TASK PROMPT – How many lines in the following items contain the word "below"? Count them and reply with the number alone.

DATA LINES –
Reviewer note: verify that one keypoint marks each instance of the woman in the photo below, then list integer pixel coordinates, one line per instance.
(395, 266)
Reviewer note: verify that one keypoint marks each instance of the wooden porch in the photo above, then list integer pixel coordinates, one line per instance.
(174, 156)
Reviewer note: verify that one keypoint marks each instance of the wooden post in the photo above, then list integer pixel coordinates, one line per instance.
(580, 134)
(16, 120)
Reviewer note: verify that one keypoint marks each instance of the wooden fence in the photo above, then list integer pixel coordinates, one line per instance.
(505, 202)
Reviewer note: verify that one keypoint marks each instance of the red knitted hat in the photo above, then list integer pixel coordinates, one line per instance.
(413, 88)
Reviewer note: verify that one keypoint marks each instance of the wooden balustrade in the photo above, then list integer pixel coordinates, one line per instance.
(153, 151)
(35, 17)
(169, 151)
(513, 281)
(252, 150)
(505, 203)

---

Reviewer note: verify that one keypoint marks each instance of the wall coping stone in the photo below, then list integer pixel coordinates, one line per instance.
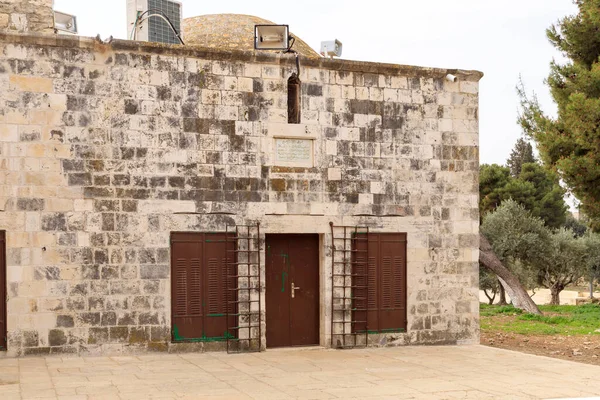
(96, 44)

THE OUTPUT – 2